**EXERCISE GOAL**: Please rewrite the lines below, renaming every "keypoint" to "marker" and leaving everything else unchanged.

━━━━

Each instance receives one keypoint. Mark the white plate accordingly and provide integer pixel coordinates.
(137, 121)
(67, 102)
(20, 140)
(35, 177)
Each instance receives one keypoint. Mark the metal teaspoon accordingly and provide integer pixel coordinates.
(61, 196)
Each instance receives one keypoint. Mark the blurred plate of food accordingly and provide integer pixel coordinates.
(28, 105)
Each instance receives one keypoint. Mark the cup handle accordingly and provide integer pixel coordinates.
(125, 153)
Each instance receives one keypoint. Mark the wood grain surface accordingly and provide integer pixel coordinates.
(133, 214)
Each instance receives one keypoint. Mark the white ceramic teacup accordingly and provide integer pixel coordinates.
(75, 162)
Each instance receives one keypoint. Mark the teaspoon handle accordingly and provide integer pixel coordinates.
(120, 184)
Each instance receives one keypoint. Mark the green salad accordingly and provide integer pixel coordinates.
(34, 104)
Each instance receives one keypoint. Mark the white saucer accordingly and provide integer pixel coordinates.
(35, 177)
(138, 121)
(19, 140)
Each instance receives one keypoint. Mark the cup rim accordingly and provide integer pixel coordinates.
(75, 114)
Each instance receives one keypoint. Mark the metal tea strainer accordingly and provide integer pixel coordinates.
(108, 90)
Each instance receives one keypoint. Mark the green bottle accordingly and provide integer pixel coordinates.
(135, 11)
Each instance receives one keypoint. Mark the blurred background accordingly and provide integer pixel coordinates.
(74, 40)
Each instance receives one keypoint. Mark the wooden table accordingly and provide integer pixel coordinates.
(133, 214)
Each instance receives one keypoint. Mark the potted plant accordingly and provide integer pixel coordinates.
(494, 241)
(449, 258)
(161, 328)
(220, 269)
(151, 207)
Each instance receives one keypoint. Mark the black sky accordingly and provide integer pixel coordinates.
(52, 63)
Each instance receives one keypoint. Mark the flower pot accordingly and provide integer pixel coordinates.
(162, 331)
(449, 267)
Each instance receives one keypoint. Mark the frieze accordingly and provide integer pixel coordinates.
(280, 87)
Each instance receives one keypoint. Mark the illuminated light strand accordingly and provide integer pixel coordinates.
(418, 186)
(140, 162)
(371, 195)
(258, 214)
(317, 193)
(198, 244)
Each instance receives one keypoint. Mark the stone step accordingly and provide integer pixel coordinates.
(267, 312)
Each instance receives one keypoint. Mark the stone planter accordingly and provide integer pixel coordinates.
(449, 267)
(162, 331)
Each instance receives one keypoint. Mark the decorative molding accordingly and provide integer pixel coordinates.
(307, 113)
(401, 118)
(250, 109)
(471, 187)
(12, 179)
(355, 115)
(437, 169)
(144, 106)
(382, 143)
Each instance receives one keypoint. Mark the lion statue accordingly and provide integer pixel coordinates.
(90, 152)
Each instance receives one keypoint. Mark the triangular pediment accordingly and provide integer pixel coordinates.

━━━━

**SOLUTION**:
Each instance receives one marker. Mark the white plate accordingly and provide integer pixel coordinates.
(137, 121)
(67, 102)
(20, 140)
(35, 177)
Each instance receives one marker. Mark the metal teaspoon accordingly and provide integer pixel coordinates.
(61, 196)
Each instance receives one marker. Mark the blurred plate of food accordingly and provide integer pixel coordinates.
(28, 105)
Each instance receives one marker. Mark the cup handle accordingly and provide integer pixel coordinates.
(125, 153)
Each instance receives one marker. Mark the wood grain surface accordingly and provide integer pixel coordinates.
(133, 214)
Each instance receives one marker. Mark the white ceramic teacup accordingly and provide integer pixel coordinates.
(75, 162)
Each instance receives one marker. Mark the teaspoon handle accordingly and provide integer pixel coordinates.
(120, 184)
Each instance receives one marker. Mark the green salad accordingly and provide integer pixel coordinates.
(34, 104)
Each instance receives one marker. Mark the white saucer accordingly and provide integer pixel coordinates.
(35, 177)
(138, 121)
(19, 140)
Each instance receives one marker. Mark the cup rim accordingly and provide integer pixel coordinates.
(75, 114)
Each instance receives one marker. Mark the metal tea strainer accordingly and provide integer pixel coordinates.
(108, 90)
Each instance receives one marker. Mark the green bottle accordingly and provide integer pixel coordinates.
(135, 11)
Each instance receives one marker. Mark the blurred background accordingly and provide integer pixel coordinates.
(74, 40)
Each instance receives one marker. Mark the wooden table accordingly and provide integer pixel coordinates.
(133, 214)
Each instance receives one marker. Mark the potted plant accordingly and provide integer pixel coordinates.
(494, 241)
(449, 258)
(161, 328)
(220, 269)
(151, 207)
Each instance receives one marker. Mark the black sky accordingly and provide integer pixel coordinates.
(52, 63)
Each instance receives one marker. Mark the flower pot accordingly and provide integer pixel coordinates.
(162, 331)
(449, 267)
Each instance receives one marker. Mark the frieze accordingly and provide integer pixel coordinates.
(280, 87)
Each instance receives one marker. Mark the illuminated light strand accordingly and provide integer pixel coordinates.
(418, 186)
(140, 162)
(371, 195)
(258, 214)
(317, 193)
(198, 244)
Each instance receives one marker. Mark the stone step accordingly and provide integer pixel coordinates.
(267, 312)
Each instance receives one marker. Mark the stone planter accordingly and provide integer pixel coordinates.
(449, 267)
(162, 331)
Each instance receives one marker. Mark the decorative molding accordingly and provide integer pixel coordinates.
(307, 113)
(401, 118)
(250, 109)
(471, 187)
(12, 179)
(355, 115)
(437, 169)
(144, 106)
(382, 143)
Each instance receives one marker. Mark the lion statue accordingly and provide integer pixel coordinates.
(90, 152)
Each instance receives one marker. Mark the triangular pediment accordingly and provide integer pixel coordinates.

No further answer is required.